But a torn jacket and the fact that his right arm flopped down as Kevan stood up told him the shotgun load had ripped through his upper arm, shattering the bone.

He was bleeding heavily.

The day had been a total success to that point.

With 17 birds bagged by early afternoon, Kevan had texted his father, Jason Kevan, only 14 minutes earlier that all was going really well.

But now, the five teens, aged 15-17, were in a crisis with no adult around to help.

Kyle Sittman, 15, was in another blind nearby with Kayden Julian, 16, and Rick Clark, 17, when the shot rang out.

“I honestly thought he was just shooting at ducks,” Sittman said.

But when Kevan came out into the open with his injured arm hanging and began walking toward Clark’s pickup at the top of the hill, the young hunters realized something was very wrong.

Clark ran to Kevan’s side, yelling to Julian to get on his cellphone for help.

“My aunt, who is an ob/gyn nurse in California, was the first thing to pop into my head,” Julian said.

As Julian was getting a quick lesson from his aunt on applying first aid, Clark used his cellphone to call 911.

Within minutes, Julian and Clark were telling Meyer to take off his T-shirt and wrap it around

the jagged wound, applying pressure to reduce the bleeding.

Clark, seeing that Kevan was trying to see how bad the wound was, decided it would be better to distract him. He moved to Kevan’s left side and tried to keep him focused on him – not his wound – and listening to him.

Clark was the only member of the group with first-aid training, and had completed a refresher course within the previous year.

The blast of birdshot blew the humerus bone in half and severed a nerve, though it narrowly missed the artery. Luckily, the gun muzzle was so close that there wasn’t much spread in the shotgun pellets, which barely missed Kevan’s head.

=-=-=

### Complete the following
1 - In the hunting accident story, which teen had first-aid training?
2 - Sum up the hunting accident story in two sentences.
3 - Keep the hunting accident story going from the point where it ends.
The rows have nothing to do with the hunting story above.

=-=-=

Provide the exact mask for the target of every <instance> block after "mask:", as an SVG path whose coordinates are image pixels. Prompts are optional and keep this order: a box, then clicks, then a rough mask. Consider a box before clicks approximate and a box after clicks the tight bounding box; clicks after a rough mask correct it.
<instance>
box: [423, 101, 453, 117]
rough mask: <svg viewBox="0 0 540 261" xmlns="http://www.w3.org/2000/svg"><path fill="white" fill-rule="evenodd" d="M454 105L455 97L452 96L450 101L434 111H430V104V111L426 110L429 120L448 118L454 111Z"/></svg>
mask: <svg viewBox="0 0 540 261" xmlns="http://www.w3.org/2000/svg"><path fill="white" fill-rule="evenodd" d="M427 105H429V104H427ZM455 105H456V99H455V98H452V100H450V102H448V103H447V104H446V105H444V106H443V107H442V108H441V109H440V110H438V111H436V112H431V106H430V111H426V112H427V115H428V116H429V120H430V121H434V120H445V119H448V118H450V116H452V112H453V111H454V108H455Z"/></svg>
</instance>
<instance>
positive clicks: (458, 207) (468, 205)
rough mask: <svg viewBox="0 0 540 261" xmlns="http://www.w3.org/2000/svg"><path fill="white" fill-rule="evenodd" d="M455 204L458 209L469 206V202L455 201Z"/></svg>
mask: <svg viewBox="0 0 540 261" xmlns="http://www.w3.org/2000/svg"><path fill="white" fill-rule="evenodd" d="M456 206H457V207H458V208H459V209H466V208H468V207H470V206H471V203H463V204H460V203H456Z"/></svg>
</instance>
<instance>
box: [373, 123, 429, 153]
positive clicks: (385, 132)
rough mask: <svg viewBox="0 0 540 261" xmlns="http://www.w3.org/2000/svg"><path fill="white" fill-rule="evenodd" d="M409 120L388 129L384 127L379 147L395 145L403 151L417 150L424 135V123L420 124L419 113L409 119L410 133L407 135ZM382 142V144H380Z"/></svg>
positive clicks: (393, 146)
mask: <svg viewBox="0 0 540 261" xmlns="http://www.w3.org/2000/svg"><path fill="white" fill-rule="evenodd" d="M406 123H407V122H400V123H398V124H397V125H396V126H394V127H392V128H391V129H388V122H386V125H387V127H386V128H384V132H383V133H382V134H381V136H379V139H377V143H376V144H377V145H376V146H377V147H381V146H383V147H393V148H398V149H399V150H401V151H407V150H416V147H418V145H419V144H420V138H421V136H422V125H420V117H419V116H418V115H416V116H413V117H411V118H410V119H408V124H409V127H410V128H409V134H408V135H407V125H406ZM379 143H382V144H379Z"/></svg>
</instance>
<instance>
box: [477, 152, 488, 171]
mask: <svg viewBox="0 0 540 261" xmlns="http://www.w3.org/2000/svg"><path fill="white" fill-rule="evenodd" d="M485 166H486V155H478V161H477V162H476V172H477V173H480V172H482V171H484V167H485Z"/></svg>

=-=-=

### Responses per task
1 - Rick Clark was the only one in the group with first-aid training.

2 - A shotgun blast shattered the bone in Kevan's upper arm during a duck hunt, leaving five teens aged 15 to 17 in a crisis with no adult around. Julian called his aunt, a nurse, for first-aid advice while Clark called 911, and the boys wrapped the wound to slow the bleeding while Clark kept Kevan focused away from his injury.

3 -
Even with assistance, Kevan wasn’t going to reach the truck.

“I got dizzy. I needed to sit down,” he recalled.

Clark, who kept cellphone contact with the 911 dispatcher, told his friend to sit down on a log and wait. Help was on the way.

Meanwhile, Julian started calling parents.

Clark said the first medical help, which came from Pasco, arrived 25 minutes after he made the 911 call, shortly after 1:30 p.m.

Kevan’s first stop was at Kadlec Medical Center followed by an air ambulance flight to Harborview Medical Center with his mother along.

Two separate surgeries were necessary. One was to clean the wound and repair the bone, and the other was to reposition the severed nerve ends so they can grow back together. He has a metal plate screwed permanently onto his bone.

“It’s my airport metal detector,” he joked.

Kevan was released from the hospital five days after the shooting.

Recalling the events, Meyer said he was in disbelief at first, but told himself he had to help his buddy.

“I was freaking out. But something, it must have been God, kicked me into gear. I told myself, ‘I have to be helping my buddy,’ ” he said.

The five boys still are friends despite a tragedy that could have separated them. They got together after Kevan came home from the hospital to present a special trophy to him.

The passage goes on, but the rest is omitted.